Extracted data:
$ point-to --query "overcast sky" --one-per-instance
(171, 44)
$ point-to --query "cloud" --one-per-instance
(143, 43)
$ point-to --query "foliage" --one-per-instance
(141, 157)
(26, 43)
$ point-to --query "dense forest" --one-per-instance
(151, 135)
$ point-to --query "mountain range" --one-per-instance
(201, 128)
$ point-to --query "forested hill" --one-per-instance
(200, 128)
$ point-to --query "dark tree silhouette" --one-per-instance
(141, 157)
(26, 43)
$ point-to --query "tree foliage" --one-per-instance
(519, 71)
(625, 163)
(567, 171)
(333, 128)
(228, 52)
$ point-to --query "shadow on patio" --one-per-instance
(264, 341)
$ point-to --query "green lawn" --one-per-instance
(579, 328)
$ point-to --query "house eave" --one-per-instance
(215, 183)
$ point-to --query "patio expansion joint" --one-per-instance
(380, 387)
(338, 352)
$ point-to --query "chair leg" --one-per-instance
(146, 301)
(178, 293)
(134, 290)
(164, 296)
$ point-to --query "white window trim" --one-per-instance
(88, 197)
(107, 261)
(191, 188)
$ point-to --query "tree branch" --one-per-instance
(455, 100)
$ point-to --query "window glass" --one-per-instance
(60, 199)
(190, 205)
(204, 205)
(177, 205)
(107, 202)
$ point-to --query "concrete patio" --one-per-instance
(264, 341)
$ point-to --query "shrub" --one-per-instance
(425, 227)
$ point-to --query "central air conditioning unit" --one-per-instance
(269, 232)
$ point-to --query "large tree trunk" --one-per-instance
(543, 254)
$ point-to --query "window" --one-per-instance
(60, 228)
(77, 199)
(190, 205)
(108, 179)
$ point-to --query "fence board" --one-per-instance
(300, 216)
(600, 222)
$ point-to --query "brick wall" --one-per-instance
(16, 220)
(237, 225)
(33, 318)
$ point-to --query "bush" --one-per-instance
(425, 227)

Task objective:
Identify every line of the records that contains the string "foliage", and copy each of those lines. Case counts.

Solution to this exercise:
$ point-to --query "foliage" --one-per-instance
$ point-to --query "tree foliage" --one-per-instance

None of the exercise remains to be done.